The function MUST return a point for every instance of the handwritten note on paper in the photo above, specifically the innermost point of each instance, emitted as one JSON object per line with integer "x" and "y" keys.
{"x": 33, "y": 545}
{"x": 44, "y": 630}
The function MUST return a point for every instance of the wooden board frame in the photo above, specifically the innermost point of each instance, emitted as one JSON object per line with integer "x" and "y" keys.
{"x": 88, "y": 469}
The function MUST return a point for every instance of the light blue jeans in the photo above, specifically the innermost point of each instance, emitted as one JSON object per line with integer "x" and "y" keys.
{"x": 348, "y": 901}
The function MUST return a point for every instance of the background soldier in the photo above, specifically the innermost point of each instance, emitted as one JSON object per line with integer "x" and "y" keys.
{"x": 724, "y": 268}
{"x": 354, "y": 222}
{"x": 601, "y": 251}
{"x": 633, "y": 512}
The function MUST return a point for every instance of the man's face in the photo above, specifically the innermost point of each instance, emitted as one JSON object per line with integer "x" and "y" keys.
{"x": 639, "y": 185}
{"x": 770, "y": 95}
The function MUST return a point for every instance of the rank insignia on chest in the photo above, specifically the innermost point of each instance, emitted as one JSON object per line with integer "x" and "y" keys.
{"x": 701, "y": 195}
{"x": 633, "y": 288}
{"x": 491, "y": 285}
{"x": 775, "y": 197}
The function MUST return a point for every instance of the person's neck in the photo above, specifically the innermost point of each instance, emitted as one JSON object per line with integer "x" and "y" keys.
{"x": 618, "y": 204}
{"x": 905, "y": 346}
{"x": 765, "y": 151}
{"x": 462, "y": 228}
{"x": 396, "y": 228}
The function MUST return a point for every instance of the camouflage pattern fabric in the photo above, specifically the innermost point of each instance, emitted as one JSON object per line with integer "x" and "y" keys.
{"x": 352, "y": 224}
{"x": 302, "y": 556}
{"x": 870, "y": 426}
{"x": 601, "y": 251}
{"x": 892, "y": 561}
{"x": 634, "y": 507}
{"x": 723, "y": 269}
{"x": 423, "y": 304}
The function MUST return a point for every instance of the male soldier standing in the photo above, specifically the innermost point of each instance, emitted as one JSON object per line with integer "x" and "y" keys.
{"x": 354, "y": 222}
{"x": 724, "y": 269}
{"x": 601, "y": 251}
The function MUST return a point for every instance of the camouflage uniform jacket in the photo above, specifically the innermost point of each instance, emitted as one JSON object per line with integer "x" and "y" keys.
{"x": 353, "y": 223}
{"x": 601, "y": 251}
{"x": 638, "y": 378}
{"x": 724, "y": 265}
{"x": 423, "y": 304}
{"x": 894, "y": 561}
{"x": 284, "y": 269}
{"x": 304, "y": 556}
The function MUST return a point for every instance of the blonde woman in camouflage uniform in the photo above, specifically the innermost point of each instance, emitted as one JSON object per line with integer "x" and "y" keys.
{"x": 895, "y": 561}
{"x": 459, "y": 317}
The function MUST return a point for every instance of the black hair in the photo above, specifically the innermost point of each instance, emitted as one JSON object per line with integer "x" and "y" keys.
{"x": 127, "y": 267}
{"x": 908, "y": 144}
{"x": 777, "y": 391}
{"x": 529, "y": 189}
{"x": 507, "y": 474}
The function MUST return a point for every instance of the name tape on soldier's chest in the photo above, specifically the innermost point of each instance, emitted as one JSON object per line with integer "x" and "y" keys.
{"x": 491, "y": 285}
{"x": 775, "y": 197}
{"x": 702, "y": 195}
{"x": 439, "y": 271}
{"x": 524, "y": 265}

..........

Instructions to follow. The line containing "of the name" and every line after it, through the end of the records, should be repeated exactly and alone.

Output below.
The function MUST return a point for every instance of the name tape on soldier's chest in the photo above, specifically the innermost point of each instance, emitted as one JSON object per line with integer "x" and "y" keys.
{"x": 491, "y": 285}
{"x": 775, "y": 197}
{"x": 702, "y": 195}
{"x": 439, "y": 271}
{"x": 524, "y": 265}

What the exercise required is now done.